REQUIREMENT
Your task is to copy the lines from the line containing "Target: grassy foreground" through the end of the listing below, both included, without any pictures.

DATASET

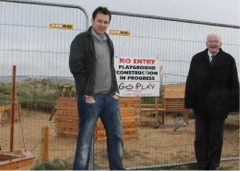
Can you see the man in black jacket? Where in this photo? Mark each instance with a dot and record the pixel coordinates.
(212, 91)
(92, 65)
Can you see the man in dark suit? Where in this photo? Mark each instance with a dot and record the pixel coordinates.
(212, 91)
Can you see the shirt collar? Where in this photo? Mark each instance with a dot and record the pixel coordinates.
(104, 37)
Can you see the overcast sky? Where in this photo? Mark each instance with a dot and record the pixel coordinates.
(217, 11)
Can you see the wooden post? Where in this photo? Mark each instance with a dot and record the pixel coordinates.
(156, 109)
(12, 107)
(45, 144)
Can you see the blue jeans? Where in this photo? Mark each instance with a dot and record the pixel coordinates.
(107, 108)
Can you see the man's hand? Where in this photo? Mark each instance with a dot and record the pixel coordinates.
(89, 99)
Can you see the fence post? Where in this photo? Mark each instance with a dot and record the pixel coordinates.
(45, 144)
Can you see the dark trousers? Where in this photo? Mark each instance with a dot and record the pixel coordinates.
(208, 142)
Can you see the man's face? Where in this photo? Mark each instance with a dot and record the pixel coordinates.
(213, 43)
(100, 23)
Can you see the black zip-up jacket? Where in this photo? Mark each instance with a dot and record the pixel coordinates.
(212, 91)
(82, 63)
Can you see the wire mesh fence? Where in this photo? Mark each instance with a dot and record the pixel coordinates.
(36, 38)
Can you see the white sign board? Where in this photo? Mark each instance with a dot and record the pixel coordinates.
(137, 76)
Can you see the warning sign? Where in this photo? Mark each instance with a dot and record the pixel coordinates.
(119, 32)
(61, 26)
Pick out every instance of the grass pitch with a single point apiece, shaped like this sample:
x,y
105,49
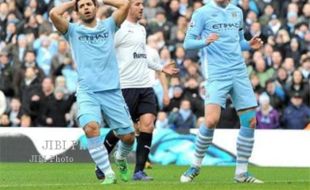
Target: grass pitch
x,y
39,176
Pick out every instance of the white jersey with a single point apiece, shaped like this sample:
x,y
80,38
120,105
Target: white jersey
x,y
130,46
152,56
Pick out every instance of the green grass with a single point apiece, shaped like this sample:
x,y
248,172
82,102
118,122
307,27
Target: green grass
x,y
81,176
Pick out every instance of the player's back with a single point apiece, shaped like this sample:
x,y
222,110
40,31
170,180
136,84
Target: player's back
x,y
93,52
223,55
130,45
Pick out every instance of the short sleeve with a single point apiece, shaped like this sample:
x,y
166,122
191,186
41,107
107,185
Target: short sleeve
x,y
110,22
197,23
69,31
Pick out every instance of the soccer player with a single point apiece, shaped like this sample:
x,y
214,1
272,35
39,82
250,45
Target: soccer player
x,y
136,84
92,45
217,29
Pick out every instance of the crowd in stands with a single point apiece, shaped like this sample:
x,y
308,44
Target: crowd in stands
x,y
38,77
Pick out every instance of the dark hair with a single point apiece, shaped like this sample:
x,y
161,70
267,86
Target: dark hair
x,y
77,1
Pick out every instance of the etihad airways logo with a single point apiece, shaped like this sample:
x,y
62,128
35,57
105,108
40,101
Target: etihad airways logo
x,y
226,26
139,55
94,38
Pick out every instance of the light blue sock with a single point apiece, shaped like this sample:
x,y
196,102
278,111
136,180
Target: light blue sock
x,y
203,140
245,144
123,150
99,154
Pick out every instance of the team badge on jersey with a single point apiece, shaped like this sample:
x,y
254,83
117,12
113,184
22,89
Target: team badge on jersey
x,y
192,24
234,14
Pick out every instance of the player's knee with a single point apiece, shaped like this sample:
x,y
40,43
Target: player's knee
x,y
211,122
146,126
128,139
253,123
248,119
92,129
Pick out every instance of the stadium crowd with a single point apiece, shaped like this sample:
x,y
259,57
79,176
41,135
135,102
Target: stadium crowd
x,y
38,77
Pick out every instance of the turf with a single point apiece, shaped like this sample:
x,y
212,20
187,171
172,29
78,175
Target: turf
x,y
81,176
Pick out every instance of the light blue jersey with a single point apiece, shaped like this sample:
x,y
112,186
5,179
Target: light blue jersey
x,y
93,52
223,55
222,61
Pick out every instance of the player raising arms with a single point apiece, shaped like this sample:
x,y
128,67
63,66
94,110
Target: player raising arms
x,y
217,29
92,45
136,84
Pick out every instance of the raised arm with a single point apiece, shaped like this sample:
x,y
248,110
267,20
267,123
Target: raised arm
x,y
56,15
122,9
192,39
255,43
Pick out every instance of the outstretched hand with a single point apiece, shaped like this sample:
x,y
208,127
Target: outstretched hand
x,y
256,42
170,69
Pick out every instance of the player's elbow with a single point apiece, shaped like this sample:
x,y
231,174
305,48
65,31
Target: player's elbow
x,y
124,4
53,14
186,45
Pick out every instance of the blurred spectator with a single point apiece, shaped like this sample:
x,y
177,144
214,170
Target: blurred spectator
x,y
6,74
273,26
14,112
4,120
305,68
294,51
262,72
274,95
282,78
267,117
173,13
160,23
63,56
2,103
25,121
175,101
150,10
276,59
297,114
30,88
298,85
182,120
4,11
29,61
19,49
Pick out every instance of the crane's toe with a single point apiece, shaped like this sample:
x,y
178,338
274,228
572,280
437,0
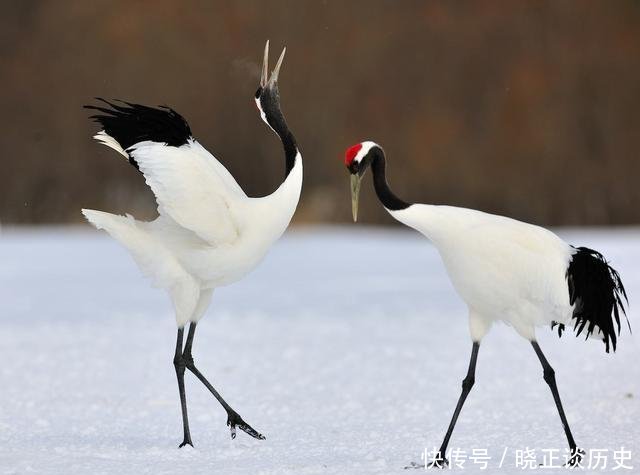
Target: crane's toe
x,y
234,420
575,458
440,461
185,442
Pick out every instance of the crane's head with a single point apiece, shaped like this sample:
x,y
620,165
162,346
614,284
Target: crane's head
x,y
267,96
357,159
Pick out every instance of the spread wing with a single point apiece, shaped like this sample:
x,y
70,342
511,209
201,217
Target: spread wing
x,y
190,190
190,185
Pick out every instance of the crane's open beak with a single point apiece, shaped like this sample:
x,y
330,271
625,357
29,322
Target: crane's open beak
x,y
264,78
355,194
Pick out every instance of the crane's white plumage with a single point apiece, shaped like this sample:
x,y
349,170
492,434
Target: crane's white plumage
x,y
208,232
502,268
506,270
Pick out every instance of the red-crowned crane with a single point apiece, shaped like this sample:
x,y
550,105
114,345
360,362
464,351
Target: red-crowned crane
x,y
506,270
209,233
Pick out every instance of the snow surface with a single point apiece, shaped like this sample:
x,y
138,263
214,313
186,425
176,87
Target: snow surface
x,y
346,348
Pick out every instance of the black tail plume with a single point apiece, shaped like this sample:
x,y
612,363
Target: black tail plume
x,y
597,292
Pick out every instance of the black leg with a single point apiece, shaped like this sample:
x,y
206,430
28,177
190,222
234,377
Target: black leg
x,y
550,379
179,364
233,418
467,383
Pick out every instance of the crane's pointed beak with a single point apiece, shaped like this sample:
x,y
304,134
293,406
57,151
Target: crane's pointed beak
x,y
265,66
355,195
276,70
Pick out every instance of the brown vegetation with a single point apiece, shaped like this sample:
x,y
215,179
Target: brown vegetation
x,y
525,108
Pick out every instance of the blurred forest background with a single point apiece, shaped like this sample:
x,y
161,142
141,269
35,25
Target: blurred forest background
x,y
525,108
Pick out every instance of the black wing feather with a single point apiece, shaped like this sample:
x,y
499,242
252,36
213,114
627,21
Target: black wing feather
x,y
131,123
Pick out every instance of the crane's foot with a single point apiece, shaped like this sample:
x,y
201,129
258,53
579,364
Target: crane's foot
x,y
186,441
440,461
575,458
234,420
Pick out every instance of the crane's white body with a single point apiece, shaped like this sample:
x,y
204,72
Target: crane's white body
x,y
502,268
209,233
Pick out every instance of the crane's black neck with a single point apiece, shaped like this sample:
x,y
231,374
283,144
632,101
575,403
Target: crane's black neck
x,y
275,118
378,167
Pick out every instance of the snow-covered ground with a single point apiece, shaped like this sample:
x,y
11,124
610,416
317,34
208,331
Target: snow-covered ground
x,y
346,348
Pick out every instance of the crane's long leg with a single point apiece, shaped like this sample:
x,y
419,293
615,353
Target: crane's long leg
x,y
179,364
233,418
550,379
467,383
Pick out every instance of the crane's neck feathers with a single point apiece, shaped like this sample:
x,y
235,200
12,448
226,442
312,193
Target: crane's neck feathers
x,y
269,108
387,197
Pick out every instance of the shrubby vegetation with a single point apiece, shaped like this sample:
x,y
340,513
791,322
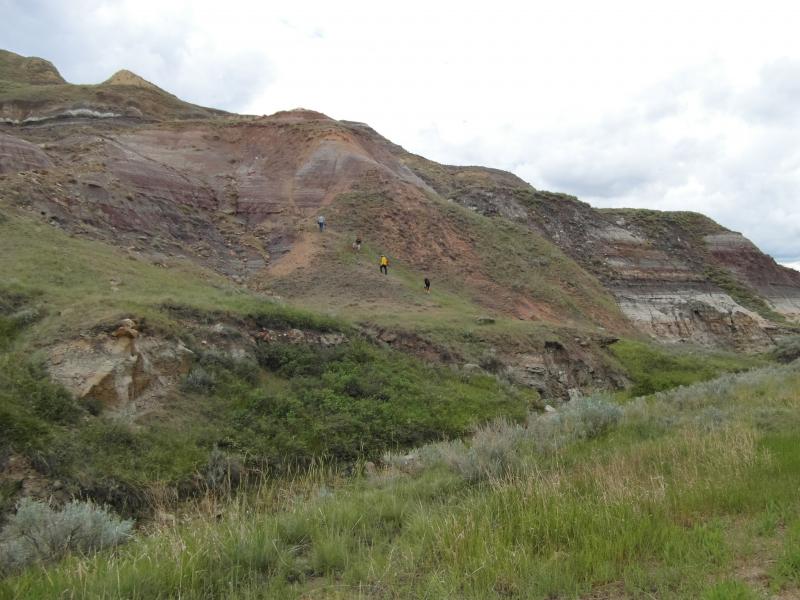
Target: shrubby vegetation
x,y
37,533
787,349
654,369
644,500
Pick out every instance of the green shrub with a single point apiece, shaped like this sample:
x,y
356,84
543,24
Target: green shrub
x,y
30,404
654,368
38,533
787,349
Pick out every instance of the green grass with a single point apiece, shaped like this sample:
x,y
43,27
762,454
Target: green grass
x,y
621,515
72,288
653,368
301,403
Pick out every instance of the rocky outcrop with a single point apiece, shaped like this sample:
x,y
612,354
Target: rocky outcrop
x,y
238,194
18,155
123,375
561,371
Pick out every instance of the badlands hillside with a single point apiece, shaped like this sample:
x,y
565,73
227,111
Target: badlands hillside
x,y
120,201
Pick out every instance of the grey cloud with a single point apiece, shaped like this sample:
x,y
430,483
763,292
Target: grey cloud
x,y
88,48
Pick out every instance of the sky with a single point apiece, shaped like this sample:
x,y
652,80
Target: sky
x,y
680,105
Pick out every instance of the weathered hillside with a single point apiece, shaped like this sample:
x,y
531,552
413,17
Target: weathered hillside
x,y
165,181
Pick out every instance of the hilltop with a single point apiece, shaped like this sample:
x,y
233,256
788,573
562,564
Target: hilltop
x,y
256,340
33,91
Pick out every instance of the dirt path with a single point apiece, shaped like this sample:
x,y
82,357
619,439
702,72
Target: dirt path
x,y
301,254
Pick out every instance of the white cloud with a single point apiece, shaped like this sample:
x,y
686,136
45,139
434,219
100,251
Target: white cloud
x,y
681,105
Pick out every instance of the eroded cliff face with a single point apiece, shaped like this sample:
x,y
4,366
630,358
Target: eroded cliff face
x,y
237,194
678,277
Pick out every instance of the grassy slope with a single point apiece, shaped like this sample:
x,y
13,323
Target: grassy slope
x,y
289,405
523,263
693,494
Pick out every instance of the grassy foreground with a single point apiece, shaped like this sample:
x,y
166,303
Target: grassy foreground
x,y
688,493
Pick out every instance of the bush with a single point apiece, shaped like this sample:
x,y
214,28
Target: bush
x,y
581,419
37,533
199,381
787,350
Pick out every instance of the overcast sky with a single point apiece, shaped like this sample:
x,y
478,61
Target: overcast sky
x,y
669,105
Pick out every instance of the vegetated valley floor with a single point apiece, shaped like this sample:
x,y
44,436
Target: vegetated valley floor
x,y
690,493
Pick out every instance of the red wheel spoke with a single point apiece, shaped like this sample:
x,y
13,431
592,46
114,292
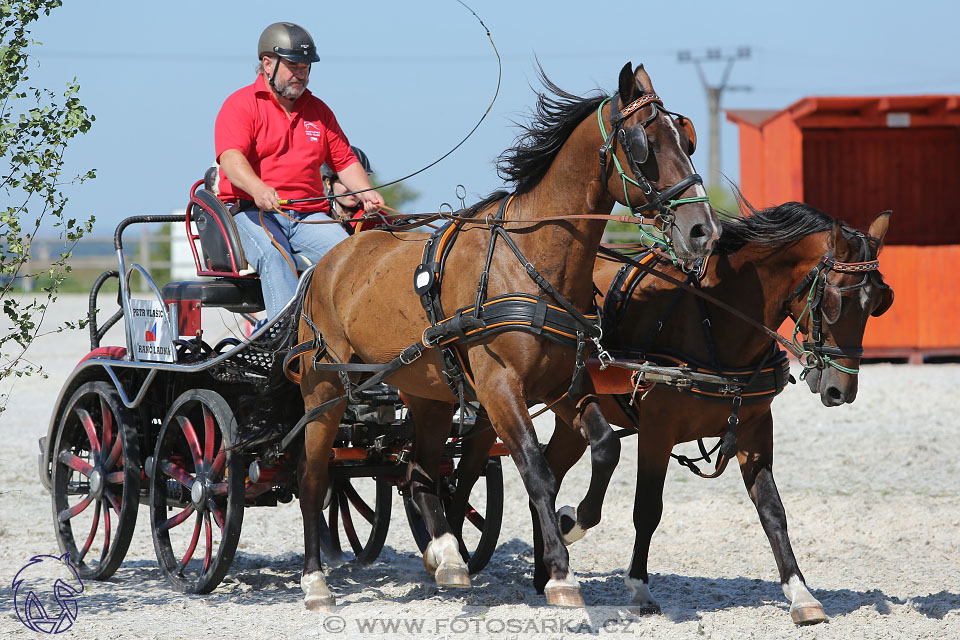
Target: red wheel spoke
x,y
87,421
475,518
188,554
176,520
215,510
114,455
208,532
112,499
348,527
106,529
107,418
176,472
208,435
219,461
93,534
191,435
66,514
362,508
76,463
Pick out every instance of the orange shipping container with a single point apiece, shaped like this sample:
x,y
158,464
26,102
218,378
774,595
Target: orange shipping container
x,y
854,157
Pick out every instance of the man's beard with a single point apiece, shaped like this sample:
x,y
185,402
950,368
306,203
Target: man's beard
x,y
290,92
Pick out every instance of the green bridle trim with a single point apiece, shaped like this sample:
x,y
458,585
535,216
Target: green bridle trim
x,y
809,361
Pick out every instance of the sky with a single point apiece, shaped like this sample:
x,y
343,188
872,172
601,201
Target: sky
x,y
408,80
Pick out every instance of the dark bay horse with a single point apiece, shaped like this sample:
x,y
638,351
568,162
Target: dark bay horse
x,y
760,261
362,301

RESPONSE AREA
Target: grassy foreground
x,y
688,493
Pick out every instance of the bush with a single point apiece, shaped like this sample:
x,y
214,28
Target: bush
x,y
581,419
37,533
199,381
787,350
Pick out every instance of the overcast sky with a single point apiece, shaped like this sample:
x,y
478,61
Target: overcast sky
x,y
669,105
Pick out every instance of the vegetated valley floor with a single point apiece, shaped like this sample:
x,y
44,436
Target: vegetated valley floor
x,y
690,493
Pick out every instance of the red wheel spoke with a single point apiece, shaped like this sample:
x,y
13,431
592,46
114,292
Target: red wheel spoke
x,y
87,421
475,518
188,554
176,520
215,510
114,455
208,532
112,499
348,527
106,529
107,418
176,472
208,435
219,461
93,534
191,435
66,514
362,508
76,463
Pick out every instance of the orange shipping container with a single point apiece, shaped like this sample:
x,y
158,464
26,102
218,378
774,595
Target: orange shipping container
x,y
854,157
Pick out every instance of the man's beard with a single point apiece, shaped like this sample:
x,y
185,402
950,368
306,203
Target: man's beard
x,y
290,92
Pick out every instance of the green bridle trim with a single point apiece, shaped like this sample:
x,y
458,585
535,216
Target: green bridle trim
x,y
809,361
Pick out every instance of the sky with a single point apiece, shaped like this sample:
x,y
343,188
872,172
601,201
Target: sky
x,y
408,80
Pick out every instance of the dark bay horse with a single point apiece, shaped like this sample:
x,y
638,351
568,162
Target: dark bay horse
x,y
760,261
362,301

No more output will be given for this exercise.